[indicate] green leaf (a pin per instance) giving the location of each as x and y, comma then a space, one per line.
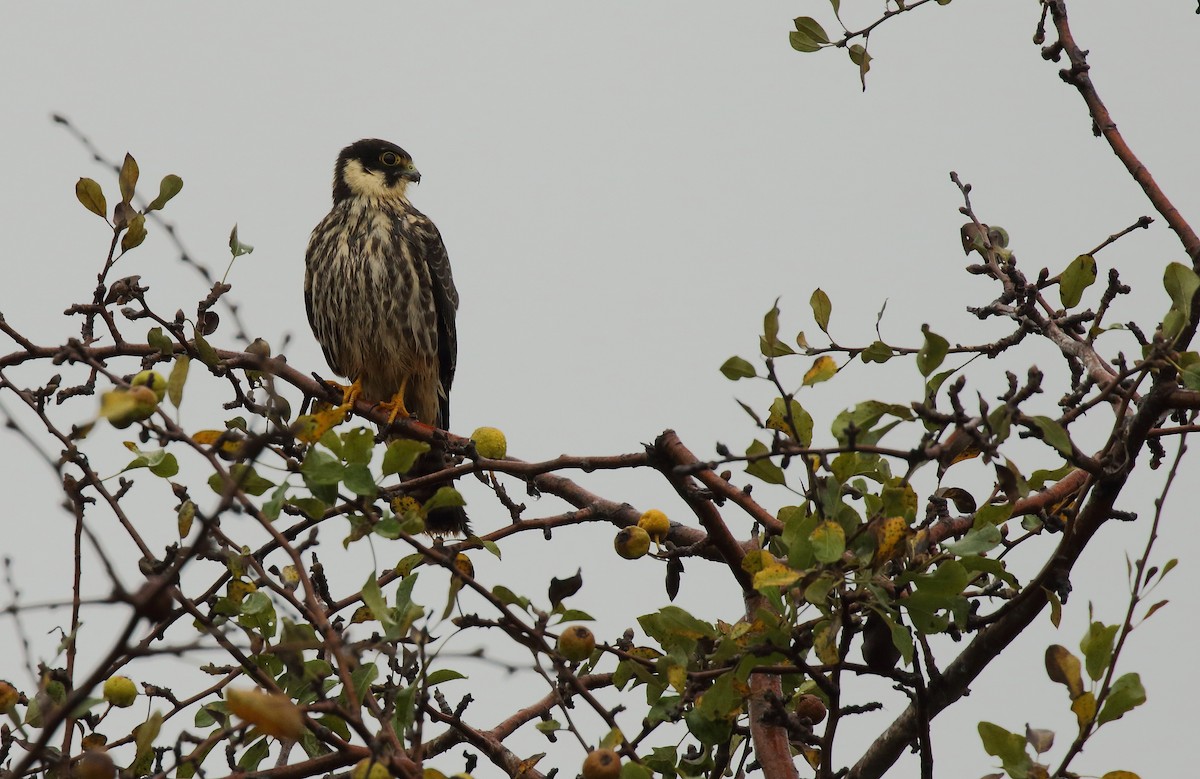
372, 598
635, 771
823, 369
821, 309
1063, 666
168, 187
763, 468
157, 340
1097, 647
444, 498
160, 461
1127, 693
1181, 283
931, 352
976, 541
401, 455
145, 733
135, 233
949, 579
1191, 376
1080, 275
811, 28
879, 352
443, 675
735, 369
93, 197
801, 42
783, 417
207, 353
321, 468
255, 755
358, 445
184, 517
769, 343
178, 378
1008, 747
1054, 433
828, 541
129, 178
235, 246
359, 480
862, 58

──────

DIRECTIVE:
Print all of the data above again word for word, leaving out the picture.

OUTPUT OF THE TASK:
[indicate] green leaf (a pin per instance) giving the location of each as x and y, comma then a space, one per line.
372, 598
635, 771
823, 369
821, 309
1063, 666
168, 187
763, 468
157, 340
1097, 647
444, 498
160, 461
1127, 693
1181, 283
931, 352
976, 541
401, 455
145, 733
135, 233
949, 579
1191, 376
1080, 275
811, 28
879, 352
443, 675
735, 369
93, 197
801, 42
783, 417
207, 353
321, 468
255, 755
358, 445
184, 517
769, 343
178, 378
1008, 747
1054, 433
828, 541
129, 178
235, 246
359, 480
862, 58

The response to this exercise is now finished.